[WHAT TO WORK ON] Find each line in the records below that contains the string "head", and copy every one of those lines.

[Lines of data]
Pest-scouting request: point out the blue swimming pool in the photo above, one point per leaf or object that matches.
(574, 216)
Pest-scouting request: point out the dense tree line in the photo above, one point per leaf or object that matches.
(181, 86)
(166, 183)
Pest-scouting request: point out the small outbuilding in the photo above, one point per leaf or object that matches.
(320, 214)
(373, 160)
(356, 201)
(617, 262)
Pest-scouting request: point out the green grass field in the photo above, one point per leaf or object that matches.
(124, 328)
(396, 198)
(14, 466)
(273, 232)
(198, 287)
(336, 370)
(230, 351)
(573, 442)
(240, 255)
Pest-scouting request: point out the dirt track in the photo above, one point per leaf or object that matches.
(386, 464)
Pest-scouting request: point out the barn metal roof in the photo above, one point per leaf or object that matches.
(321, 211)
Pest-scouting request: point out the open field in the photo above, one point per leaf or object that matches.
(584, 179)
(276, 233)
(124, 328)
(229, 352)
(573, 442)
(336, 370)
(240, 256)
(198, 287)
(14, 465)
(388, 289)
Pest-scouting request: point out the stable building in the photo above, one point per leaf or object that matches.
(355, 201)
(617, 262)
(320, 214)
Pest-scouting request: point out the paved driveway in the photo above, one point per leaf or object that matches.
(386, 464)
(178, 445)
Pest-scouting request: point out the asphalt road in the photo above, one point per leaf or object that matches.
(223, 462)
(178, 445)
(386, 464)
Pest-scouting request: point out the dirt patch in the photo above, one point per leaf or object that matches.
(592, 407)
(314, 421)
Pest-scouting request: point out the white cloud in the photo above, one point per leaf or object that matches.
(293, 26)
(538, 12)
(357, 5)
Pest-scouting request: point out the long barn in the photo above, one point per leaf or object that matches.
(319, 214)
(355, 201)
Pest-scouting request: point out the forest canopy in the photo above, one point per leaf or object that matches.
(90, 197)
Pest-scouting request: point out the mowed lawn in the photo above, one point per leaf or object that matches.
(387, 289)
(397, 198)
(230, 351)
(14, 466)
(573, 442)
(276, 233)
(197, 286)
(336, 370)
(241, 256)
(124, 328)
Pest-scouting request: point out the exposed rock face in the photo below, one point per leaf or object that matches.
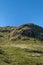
(27, 32)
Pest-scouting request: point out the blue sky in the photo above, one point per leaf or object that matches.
(18, 12)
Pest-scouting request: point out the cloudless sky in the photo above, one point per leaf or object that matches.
(18, 12)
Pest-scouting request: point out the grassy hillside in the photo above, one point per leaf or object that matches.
(21, 45)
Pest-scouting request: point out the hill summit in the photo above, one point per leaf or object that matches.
(21, 32)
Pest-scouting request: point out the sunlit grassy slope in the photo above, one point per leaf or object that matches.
(16, 49)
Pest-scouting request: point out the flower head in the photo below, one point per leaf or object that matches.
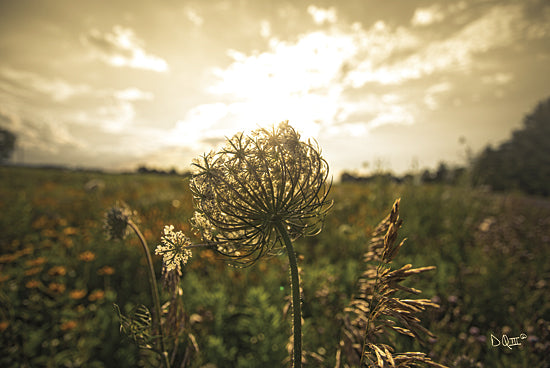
(254, 185)
(173, 249)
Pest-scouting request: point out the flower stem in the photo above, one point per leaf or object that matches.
(154, 292)
(296, 300)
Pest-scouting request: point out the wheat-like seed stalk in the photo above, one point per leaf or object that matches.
(376, 311)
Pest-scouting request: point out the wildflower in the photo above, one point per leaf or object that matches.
(7, 258)
(86, 256)
(4, 325)
(173, 249)
(77, 294)
(96, 295)
(57, 271)
(70, 230)
(36, 262)
(116, 222)
(33, 271)
(69, 325)
(106, 271)
(32, 284)
(56, 287)
(255, 186)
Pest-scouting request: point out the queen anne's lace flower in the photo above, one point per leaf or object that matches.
(173, 249)
(254, 185)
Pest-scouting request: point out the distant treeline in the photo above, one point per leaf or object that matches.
(521, 163)
(172, 172)
(443, 174)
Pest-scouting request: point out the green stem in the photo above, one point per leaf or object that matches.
(296, 300)
(154, 292)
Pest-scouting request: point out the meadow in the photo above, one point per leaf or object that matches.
(60, 276)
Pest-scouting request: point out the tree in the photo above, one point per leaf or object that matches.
(522, 162)
(7, 144)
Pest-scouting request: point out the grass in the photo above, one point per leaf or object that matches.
(59, 277)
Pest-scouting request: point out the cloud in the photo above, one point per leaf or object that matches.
(25, 83)
(265, 29)
(40, 133)
(498, 79)
(435, 13)
(428, 16)
(434, 92)
(499, 27)
(321, 16)
(121, 48)
(193, 17)
(306, 81)
(133, 94)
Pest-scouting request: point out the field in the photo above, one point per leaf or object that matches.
(60, 276)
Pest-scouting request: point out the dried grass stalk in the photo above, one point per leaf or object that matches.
(376, 312)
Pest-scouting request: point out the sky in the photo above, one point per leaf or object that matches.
(393, 85)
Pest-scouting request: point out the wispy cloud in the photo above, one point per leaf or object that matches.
(321, 15)
(25, 83)
(122, 48)
(194, 17)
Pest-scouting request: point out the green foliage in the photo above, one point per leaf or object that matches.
(522, 162)
(7, 144)
(491, 253)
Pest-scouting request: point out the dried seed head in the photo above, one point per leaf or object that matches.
(255, 183)
(173, 249)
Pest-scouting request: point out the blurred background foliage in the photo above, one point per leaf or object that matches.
(59, 276)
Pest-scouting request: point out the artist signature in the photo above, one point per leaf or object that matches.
(506, 341)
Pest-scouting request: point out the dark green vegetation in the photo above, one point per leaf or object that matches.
(522, 162)
(59, 277)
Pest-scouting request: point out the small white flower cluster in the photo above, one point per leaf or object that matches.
(173, 249)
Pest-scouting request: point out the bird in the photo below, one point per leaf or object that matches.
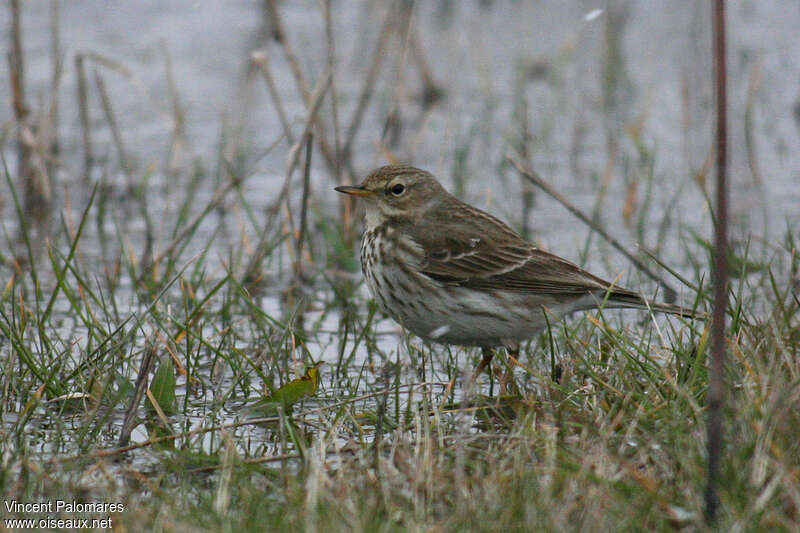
(453, 274)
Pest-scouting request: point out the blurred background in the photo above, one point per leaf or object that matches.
(609, 101)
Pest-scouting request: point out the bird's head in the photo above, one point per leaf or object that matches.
(397, 191)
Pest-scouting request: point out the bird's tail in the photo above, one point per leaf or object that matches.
(624, 298)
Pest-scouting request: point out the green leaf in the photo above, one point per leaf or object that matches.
(163, 387)
(289, 394)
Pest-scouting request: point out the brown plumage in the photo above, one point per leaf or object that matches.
(452, 273)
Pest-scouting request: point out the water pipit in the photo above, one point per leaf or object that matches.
(453, 274)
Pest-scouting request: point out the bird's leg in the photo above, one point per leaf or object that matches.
(488, 353)
(507, 379)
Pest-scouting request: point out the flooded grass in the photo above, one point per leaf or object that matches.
(156, 298)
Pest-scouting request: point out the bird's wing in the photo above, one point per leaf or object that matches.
(486, 254)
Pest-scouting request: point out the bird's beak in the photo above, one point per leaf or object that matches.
(354, 190)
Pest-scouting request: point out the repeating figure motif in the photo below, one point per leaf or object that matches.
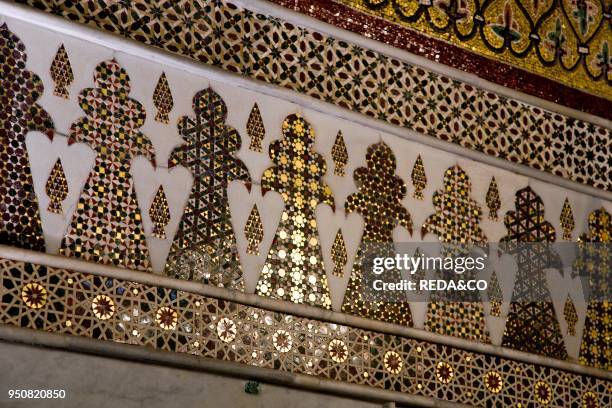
(495, 295)
(206, 231)
(123, 311)
(20, 224)
(160, 213)
(493, 200)
(253, 230)
(594, 263)
(274, 51)
(339, 155)
(419, 178)
(568, 41)
(56, 188)
(256, 129)
(570, 315)
(162, 99)
(532, 324)
(339, 255)
(61, 73)
(378, 201)
(455, 222)
(294, 268)
(567, 220)
(107, 224)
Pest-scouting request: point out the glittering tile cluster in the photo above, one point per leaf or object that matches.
(532, 325)
(339, 155)
(111, 309)
(568, 41)
(205, 231)
(253, 230)
(493, 200)
(570, 315)
(107, 225)
(256, 129)
(419, 178)
(160, 213)
(456, 221)
(277, 52)
(19, 89)
(594, 263)
(378, 201)
(294, 268)
(339, 255)
(56, 188)
(567, 220)
(61, 73)
(495, 295)
(162, 99)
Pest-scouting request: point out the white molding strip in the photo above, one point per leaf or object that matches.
(75, 344)
(292, 308)
(85, 33)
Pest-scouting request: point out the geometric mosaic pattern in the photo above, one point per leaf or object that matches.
(61, 73)
(378, 201)
(551, 38)
(532, 325)
(111, 309)
(594, 263)
(271, 50)
(162, 99)
(455, 222)
(107, 225)
(56, 188)
(205, 231)
(294, 267)
(19, 89)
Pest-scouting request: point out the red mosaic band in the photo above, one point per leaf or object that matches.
(347, 18)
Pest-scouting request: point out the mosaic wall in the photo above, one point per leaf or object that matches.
(19, 114)
(595, 264)
(204, 248)
(107, 225)
(62, 301)
(532, 326)
(455, 222)
(274, 51)
(560, 88)
(379, 203)
(568, 41)
(294, 268)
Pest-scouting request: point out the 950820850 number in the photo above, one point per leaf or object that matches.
(37, 394)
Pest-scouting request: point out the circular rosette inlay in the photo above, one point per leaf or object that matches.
(103, 307)
(444, 372)
(393, 362)
(589, 400)
(282, 341)
(166, 318)
(543, 392)
(493, 382)
(226, 330)
(34, 295)
(338, 350)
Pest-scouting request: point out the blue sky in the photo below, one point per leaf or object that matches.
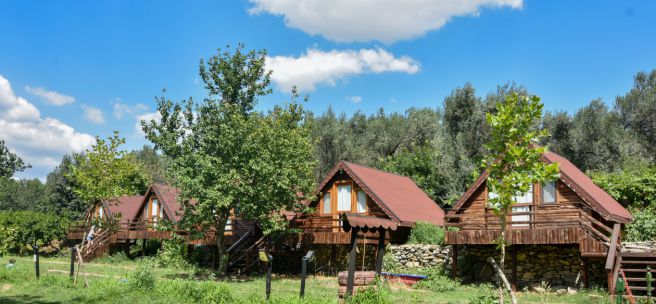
(70, 70)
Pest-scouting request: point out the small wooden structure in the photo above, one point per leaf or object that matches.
(357, 190)
(124, 220)
(356, 224)
(569, 211)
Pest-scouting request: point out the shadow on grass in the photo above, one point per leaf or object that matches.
(25, 299)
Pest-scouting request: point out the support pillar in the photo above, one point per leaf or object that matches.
(514, 269)
(454, 261)
(380, 253)
(352, 256)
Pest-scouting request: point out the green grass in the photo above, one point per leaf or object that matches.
(109, 281)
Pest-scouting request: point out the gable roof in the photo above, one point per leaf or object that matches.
(127, 206)
(576, 180)
(398, 196)
(168, 196)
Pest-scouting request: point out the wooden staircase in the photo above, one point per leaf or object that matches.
(244, 253)
(97, 247)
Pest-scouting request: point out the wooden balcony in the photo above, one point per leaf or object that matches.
(538, 225)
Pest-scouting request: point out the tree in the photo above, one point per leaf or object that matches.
(10, 163)
(229, 158)
(514, 164)
(637, 110)
(106, 172)
(60, 195)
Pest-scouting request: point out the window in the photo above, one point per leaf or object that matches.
(362, 201)
(344, 198)
(526, 198)
(549, 193)
(326, 203)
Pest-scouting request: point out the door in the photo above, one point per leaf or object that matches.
(520, 218)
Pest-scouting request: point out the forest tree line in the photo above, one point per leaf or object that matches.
(440, 148)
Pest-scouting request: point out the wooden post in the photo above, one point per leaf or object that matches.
(380, 253)
(586, 277)
(454, 262)
(514, 269)
(352, 256)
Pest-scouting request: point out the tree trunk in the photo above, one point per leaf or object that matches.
(221, 221)
(502, 239)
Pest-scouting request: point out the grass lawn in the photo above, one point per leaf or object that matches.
(112, 282)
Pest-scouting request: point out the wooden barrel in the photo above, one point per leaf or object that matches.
(362, 280)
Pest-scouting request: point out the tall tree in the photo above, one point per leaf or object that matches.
(10, 163)
(229, 158)
(106, 172)
(60, 195)
(514, 164)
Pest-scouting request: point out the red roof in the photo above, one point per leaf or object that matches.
(168, 195)
(399, 197)
(127, 206)
(587, 189)
(576, 180)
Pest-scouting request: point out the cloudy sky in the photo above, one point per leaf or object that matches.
(71, 70)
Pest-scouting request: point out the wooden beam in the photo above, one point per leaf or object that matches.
(454, 262)
(380, 253)
(352, 256)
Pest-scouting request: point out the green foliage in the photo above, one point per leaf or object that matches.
(28, 226)
(228, 157)
(106, 172)
(143, 277)
(173, 252)
(437, 280)
(633, 185)
(10, 163)
(426, 233)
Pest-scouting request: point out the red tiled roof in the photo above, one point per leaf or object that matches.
(168, 195)
(362, 221)
(399, 197)
(575, 180)
(127, 206)
(587, 189)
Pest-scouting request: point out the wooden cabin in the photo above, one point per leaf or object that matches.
(353, 189)
(144, 217)
(566, 232)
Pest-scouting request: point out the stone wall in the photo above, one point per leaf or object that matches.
(558, 265)
(411, 256)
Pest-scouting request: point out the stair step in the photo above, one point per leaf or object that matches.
(637, 270)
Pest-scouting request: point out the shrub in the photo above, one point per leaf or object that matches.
(143, 278)
(437, 280)
(426, 233)
(28, 226)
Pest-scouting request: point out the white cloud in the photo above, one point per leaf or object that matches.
(321, 67)
(366, 20)
(39, 141)
(122, 109)
(354, 99)
(51, 97)
(93, 115)
(147, 117)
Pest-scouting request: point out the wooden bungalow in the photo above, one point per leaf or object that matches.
(121, 222)
(567, 232)
(354, 191)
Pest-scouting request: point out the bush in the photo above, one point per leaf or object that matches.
(426, 233)
(28, 226)
(143, 278)
(437, 280)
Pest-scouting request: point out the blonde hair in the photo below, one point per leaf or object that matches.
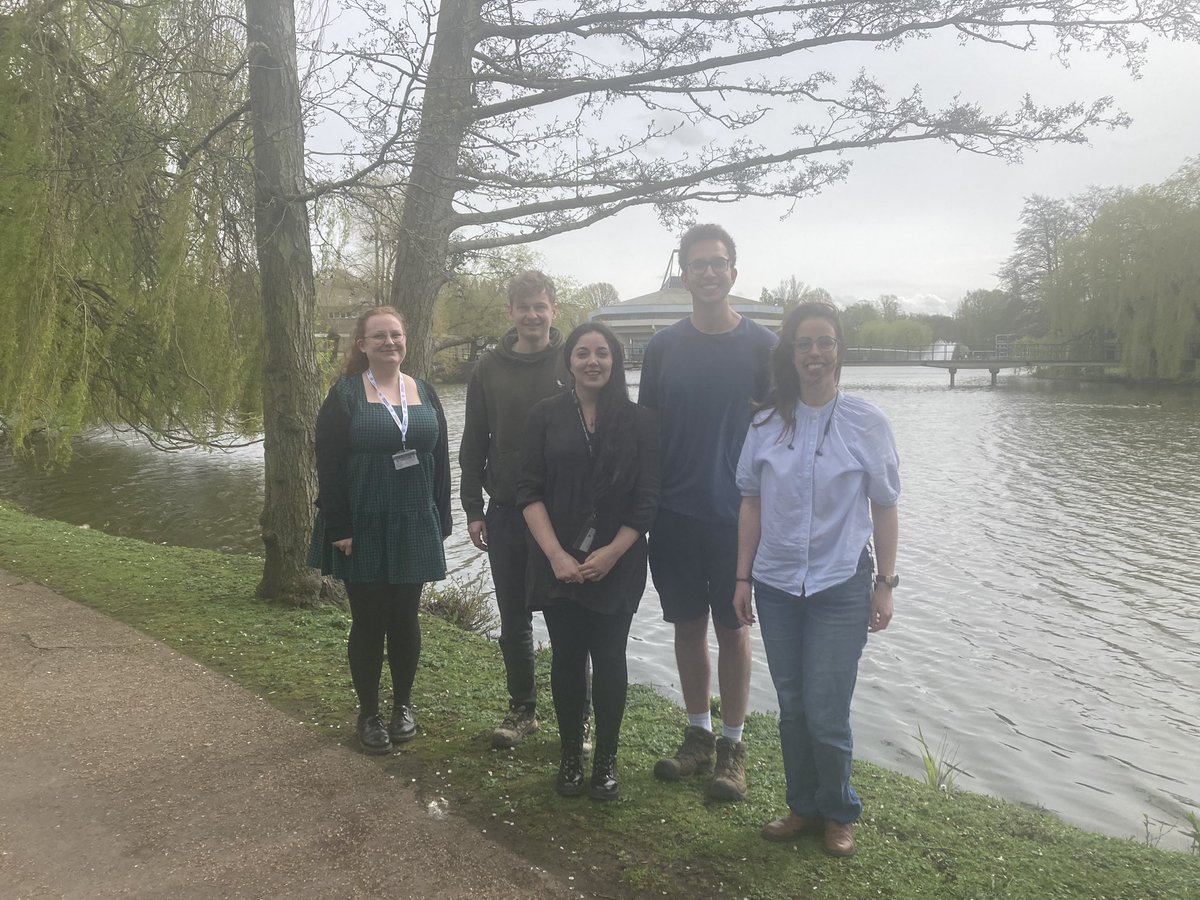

[OUTPUT FOR THIS TASK]
Pest-scouting request: point out the flower head in the photo below, one point per leaf or object that matches.
Pest-scouting request: point out the dried seed head in the photo above, one point per leaf or object that matches.
Pest-scouting request: point out the bird's head in the photo above, one point per leaf or object that matches.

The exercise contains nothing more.